Stored data
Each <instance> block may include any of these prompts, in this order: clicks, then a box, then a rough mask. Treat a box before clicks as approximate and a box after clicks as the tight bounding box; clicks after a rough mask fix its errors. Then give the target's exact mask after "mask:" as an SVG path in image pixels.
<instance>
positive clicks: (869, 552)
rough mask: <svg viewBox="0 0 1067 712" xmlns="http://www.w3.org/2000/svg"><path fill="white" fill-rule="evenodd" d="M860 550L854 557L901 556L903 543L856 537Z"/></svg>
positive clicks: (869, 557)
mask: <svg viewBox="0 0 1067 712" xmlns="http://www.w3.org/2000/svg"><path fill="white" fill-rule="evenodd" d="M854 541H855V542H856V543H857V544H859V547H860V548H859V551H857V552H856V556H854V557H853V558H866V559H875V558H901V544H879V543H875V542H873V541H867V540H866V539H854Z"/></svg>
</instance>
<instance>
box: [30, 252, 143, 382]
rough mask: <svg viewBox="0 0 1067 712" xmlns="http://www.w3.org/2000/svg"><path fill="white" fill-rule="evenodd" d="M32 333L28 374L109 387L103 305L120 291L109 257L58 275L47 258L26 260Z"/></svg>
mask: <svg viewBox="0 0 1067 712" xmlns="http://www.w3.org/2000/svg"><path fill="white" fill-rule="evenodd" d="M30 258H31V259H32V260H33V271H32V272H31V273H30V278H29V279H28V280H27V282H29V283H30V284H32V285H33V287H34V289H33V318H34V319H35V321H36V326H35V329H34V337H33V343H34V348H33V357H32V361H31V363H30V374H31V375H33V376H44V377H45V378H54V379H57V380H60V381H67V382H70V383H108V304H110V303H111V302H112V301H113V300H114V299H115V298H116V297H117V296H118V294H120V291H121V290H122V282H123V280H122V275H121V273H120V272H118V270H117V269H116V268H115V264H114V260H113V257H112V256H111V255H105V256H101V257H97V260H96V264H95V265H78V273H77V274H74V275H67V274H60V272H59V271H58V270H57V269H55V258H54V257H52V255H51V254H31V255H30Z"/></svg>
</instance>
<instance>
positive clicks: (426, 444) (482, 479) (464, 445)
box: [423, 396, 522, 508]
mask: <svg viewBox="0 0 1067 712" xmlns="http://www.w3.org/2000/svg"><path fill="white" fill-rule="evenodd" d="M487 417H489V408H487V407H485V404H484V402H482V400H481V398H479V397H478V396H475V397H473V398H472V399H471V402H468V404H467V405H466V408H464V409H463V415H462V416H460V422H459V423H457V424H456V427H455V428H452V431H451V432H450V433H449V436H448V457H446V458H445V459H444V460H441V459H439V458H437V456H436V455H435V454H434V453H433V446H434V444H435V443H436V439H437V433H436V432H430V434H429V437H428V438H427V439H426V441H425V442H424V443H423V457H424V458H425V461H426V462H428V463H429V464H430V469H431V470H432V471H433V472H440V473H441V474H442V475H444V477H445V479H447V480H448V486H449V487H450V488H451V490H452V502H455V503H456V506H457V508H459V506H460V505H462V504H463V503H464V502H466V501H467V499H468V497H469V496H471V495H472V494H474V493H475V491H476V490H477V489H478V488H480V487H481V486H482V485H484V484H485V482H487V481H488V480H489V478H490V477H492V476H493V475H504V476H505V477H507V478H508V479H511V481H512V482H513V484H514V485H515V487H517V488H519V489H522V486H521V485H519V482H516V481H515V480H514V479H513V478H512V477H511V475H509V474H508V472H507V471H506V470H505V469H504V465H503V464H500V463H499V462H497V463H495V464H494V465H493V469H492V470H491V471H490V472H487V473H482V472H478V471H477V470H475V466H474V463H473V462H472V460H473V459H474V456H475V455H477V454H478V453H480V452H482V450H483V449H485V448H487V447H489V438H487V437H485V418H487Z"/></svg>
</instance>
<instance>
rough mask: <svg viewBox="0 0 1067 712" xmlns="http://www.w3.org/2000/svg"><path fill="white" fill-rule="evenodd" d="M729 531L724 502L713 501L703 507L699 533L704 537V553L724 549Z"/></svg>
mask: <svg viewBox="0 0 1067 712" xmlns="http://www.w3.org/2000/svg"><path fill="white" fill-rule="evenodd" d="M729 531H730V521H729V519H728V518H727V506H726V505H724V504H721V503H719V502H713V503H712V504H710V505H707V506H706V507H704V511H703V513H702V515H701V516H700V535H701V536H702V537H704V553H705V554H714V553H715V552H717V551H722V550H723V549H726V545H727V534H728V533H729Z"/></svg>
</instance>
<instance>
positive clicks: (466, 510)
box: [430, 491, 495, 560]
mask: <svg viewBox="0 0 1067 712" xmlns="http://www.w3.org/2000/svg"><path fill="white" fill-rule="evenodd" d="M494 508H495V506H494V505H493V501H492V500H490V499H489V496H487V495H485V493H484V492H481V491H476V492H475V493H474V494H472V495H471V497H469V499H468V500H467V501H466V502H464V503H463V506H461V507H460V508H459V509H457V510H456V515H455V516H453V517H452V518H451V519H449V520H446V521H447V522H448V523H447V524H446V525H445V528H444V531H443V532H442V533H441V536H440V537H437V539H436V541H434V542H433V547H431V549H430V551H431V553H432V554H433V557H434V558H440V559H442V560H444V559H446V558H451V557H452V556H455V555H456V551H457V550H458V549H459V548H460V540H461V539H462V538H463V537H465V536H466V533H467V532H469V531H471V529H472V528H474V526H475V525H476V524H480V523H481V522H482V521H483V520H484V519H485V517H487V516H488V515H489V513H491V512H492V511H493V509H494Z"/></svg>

• Action item: Set all of the data down again exactly.

• Reply:
Each <instance> block may include any of these prompts, in this order: clicks, then a box, then a rough mask. Treat a box before clicks as approximate and a box after clicks as the tight bounding box; clicks after a rough mask fix its errors. Then give the target's exact mask after "mask:" as an SVG path in image pixels.
<instance>
positive clicks: (869, 552)
rough mask: <svg viewBox="0 0 1067 712" xmlns="http://www.w3.org/2000/svg"><path fill="white" fill-rule="evenodd" d="M860 550L854 557L901 556L903 543L856 537Z"/></svg>
positive clicks: (869, 557)
mask: <svg viewBox="0 0 1067 712" xmlns="http://www.w3.org/2000/svg"><path fill="white" fill-rule="evenodd" d="M854 541H855V542H856V543H857V544H859V547H860V548H859V551H857V552H856V556H854V557H853V558H866V559H875V558H901V544H879V543H875V542H873V541H867V540H866V539H854Z"/></svg>
</instance>
<instance>
box: [30, 252, 143, 382]
rough mask: <svg viewBox="0 0 1067 712" xmlns="http://www.w3.org/2000/svg"><path fill="white" fill-rule="evenodd" d="M32 333L28 374L109 387L103 305L120 291L109 257L58 275L47 258L26 260Z"/></svg>
mask: <svg viewBox="0 0 1067 712" xmlns="http://www.w3.org/2000/svg"><path fill="white" fill-rule="evenodd" d="M30 258H31V259H32V260H33V271H32V272H31V273H30V278H29V279H28V280H27V282H29V283H30V284H32V285H33V287H34V289H33V318H34V319H35V321H36V326H35V329H34V337H33V343H34V348H33V357H32V361H31V363H30V374H31V375H33V376H44V377H45V378H54V379H57V380H60V381H67V382H70V383H108V304H110V303H111V302H112V301H113V300H114V299H115V298H116V297H117V296H118V294H120V291H121V290H122V282H123V280H122V275H121V273H120V272H118V270H117V269H116V268H115V264H114V260H113V257H112V256H111V255H105V256H101V257H97V260H96V264H95V265H78V273H77V274H74V275H67V274H60V272H59V271H58V270H57V269H55V258H54V257H52V255H51V254H31V255H30Z"/></svg>
</instance>
<instance>
positive clicks: (426, 444) (482, 479) (464, 445)
box: [423, 396, 522, 508]
mask: <svg viewBox="0 0 1067 712" xmlns="http://www.w3.org/2000/svg"><path fill="white" fill-rule="evenodd" d="M487 417H489V408H487V407H485V404H484V402H482V400H481V398H479V397H478V396H475V397H473V398H472V399H471V402H468V404H467V405H466V408H464V409H463V415H462V416H460V422H459V423H457V424H456V427H455V428H452V431H451V432H450V433H449V436H448V457H446V458H445V459H444V460H441V459H439V458H437V456H436V455H435V454H434V453H433V446H434V444H435V443H436V439H437V433H436V432H430V434H429V437H428V438H427V439H426V441H425V442H424V443H423V457H424V458H425V461H426V462H428V463H429V464H430V469H431V470H432V471H433V472H440V473H441V474H442V475H444V477H445V479H447V480H448V486H449V487H450V488H451V490H452V502H455V503H456V506H457V508H459V506H460V505H462V504H463V503H464V502H466V501H467V499H468V497H469V496H471V495H472V494H474V493H475V491H476V490H477V489H478V488H480V487H481V486H482V485H484V484H485V482H487V481H488V480H489V478H490V477H492V476H493V475H504V476H505V477H507V478H508V479H511V481H512V482H513V484H514V485H515V487H517V488H519V489H522V486H521V485H519V482H516V481H515V480H514V479H513V478H512V477H511V475H509V474H508V472H507V471H506V470H505V469H504V465H503V464H500V463H499V462H497V463H495V464H494V465H493V469H492V470H491V471H490V472H487V473H482V472H478V471H477V470H475V466H474V463H473V462H472V460H473V459H474V456H475V455H477V454H478V453H480V452H482V450H483V449H485V448H487V447H489V438H487V437H485V418H487Z"/></svg>
</instance>
<instance>
rough mask: <svg viewBox="0 0 1067 712" xmlns="http://www.w3.org/2000/svg"><path fill="white" fill-rule="evenodd" d="M729 531L724 502L713 501L703 507L699 533L704 537V553L724 549Z"/></svg>
mask: <svg viewBox="0 0 1067 712" xmlns="http://www.w3.org/2000/svg"><path fill="white" fill-rule="evenodd" d="M729 531H730V521H729V519H728V518H727V506H726V505H724V504H721V503H719V502H713V503H712V504H710V505H707V506H706V507H704V511H703V513H702V515H701V516H700V535H701V536H702V537H704V553H705V554H714V553H715V552H717V551H722V550H723V549H726V545H727V534H728V533H729Z"/></svg>
</instance>
<instance>
positive clicks: (466, 510)
box: [430, 491, 495, 560]
mask: <svg viewBox="0 0 1067 712" xmlns="http://www.w3.org/2000/svg"><path fill="white" fill-rule="evenodd" d="M494 508H495V506H494V505H493V501H492V500H490V499H489V496H487V495H485V493H484V492H481V491H476V492H475V493H474V494H472V495H471V497H469V499H468V500H467V501H466V502H464V503H463V506H461V507H460V508H459V509H457V510H456V515H455V516H453V517H452V518H451V519H449V520H446V521H447V522H448V523H447V524H446V525H445V528H444V531H443V532H442V533H441V536H440V537H437V539H436V541H434V542H433V547H431V549H430V551H431V553H432V554H433V557H434V558H440V559H442V560H444V559H446V558H451V557H452V556H455V555H456V551H457V550H458V549H459V548H460V540H461V539H462V538H463V537H465V536H466V533H467V532H469V531H471V529H472V528H474V526H475V525H476V524H480V523H481V522H482V521H483V520H484V519H485V517H487V516H488V515H489V513H491V512H492V511H493V509H494Z"/></svg>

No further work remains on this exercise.